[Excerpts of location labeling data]
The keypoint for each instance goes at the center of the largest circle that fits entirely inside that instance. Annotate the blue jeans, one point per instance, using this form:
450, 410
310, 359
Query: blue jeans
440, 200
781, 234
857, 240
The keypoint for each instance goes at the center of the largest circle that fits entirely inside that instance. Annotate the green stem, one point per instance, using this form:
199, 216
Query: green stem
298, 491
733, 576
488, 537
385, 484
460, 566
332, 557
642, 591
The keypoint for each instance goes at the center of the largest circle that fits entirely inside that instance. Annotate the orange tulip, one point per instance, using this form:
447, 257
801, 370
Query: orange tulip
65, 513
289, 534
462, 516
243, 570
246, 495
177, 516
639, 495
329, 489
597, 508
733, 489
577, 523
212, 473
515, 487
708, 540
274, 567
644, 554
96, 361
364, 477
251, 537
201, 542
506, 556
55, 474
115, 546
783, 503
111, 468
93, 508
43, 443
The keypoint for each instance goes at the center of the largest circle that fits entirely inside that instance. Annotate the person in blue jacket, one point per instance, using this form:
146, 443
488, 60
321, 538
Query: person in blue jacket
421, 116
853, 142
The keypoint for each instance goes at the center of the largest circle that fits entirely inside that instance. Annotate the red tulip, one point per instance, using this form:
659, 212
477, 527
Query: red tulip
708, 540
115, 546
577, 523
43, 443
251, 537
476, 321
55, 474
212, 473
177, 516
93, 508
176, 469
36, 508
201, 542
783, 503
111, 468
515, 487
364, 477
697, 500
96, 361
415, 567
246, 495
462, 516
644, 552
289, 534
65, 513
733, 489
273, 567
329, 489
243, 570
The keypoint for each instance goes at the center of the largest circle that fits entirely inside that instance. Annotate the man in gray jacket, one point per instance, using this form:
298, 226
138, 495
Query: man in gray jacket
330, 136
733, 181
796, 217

→ **Brief**: Copy out word for word the stretch of the entries above from the line containing "Annotate the man" through the end of the entries.

→ **Complete response**:
The keypoint for each instance goes at the center of the largest circle that fits entirely inside that instance. Annotate the man in gray jacket, one point per instance, using this form:
298, 226
138, 495
Query: man in gray jacket
330, 136
733, 181
796, 217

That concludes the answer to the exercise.